DATA SUPPLIED.
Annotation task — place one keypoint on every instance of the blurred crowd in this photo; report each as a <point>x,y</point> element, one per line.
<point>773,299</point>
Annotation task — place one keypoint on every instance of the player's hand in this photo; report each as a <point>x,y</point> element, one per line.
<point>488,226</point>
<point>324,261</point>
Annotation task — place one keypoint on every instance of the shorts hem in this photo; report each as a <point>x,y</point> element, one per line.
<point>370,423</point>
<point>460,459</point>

* * *

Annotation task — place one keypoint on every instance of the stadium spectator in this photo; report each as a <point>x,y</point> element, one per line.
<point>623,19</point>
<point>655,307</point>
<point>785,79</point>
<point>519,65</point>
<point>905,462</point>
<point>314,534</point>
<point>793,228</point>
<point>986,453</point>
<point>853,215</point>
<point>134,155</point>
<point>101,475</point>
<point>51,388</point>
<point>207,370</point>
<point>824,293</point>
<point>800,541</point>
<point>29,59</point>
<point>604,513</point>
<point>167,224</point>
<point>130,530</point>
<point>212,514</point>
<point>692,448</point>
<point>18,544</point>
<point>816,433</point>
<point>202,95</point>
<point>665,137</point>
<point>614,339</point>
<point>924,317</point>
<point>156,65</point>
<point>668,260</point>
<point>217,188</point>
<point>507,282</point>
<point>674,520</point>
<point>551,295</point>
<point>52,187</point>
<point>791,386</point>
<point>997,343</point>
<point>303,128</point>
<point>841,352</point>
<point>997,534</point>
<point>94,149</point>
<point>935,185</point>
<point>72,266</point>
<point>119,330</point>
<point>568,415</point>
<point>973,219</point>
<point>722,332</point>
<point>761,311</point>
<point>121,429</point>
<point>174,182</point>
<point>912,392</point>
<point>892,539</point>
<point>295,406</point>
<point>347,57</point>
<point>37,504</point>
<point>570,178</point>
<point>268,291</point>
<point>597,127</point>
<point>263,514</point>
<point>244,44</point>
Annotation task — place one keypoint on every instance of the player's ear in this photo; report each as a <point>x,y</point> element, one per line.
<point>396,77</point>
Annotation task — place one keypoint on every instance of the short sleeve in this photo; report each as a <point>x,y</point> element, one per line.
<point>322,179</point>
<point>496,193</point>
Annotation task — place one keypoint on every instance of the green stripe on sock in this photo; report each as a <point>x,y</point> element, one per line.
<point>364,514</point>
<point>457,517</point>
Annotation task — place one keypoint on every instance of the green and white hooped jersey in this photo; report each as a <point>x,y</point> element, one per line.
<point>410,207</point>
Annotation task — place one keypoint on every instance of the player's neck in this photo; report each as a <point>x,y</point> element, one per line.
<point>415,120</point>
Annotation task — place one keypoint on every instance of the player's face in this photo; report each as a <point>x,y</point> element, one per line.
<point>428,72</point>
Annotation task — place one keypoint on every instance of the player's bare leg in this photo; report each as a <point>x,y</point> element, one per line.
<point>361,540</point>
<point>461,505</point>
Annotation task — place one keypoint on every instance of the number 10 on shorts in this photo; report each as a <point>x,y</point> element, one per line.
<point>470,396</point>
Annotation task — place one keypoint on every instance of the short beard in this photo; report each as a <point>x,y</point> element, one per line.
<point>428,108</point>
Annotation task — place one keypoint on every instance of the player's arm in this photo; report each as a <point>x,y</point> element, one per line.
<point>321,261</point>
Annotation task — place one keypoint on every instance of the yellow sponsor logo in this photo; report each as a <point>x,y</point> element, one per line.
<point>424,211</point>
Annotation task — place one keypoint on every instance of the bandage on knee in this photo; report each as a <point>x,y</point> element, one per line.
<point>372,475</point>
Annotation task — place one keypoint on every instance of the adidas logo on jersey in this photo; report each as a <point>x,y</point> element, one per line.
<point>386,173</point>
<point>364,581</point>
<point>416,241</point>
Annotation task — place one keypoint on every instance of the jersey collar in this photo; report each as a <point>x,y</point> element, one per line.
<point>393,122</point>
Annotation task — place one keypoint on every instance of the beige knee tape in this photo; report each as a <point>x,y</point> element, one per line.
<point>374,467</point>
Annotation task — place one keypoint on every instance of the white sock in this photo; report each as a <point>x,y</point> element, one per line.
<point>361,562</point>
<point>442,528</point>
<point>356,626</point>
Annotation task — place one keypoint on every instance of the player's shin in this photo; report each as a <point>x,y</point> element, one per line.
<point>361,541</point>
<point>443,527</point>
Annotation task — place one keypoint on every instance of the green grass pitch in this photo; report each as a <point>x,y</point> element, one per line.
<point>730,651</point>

WHAT THE TASK REQUIRES.
Please retype the listing lines between the one holding "the player's face" and the one holding "<point>461,505</point>", inclusive, with nothing changed and nothing else added.

REPLY TO THE EXERCISE.
Annotation task — place one keypoint on every instance of the player's face in this photo; report each as a <point>x,y</point> element, one per line.
<point>428,72</point>
Annotation task — place one keypoint on every instance of the player's bare leg in this photo; report each as a <point>x,y</point> element, one per line.
<point>361,540</point>
<point>461,505</point>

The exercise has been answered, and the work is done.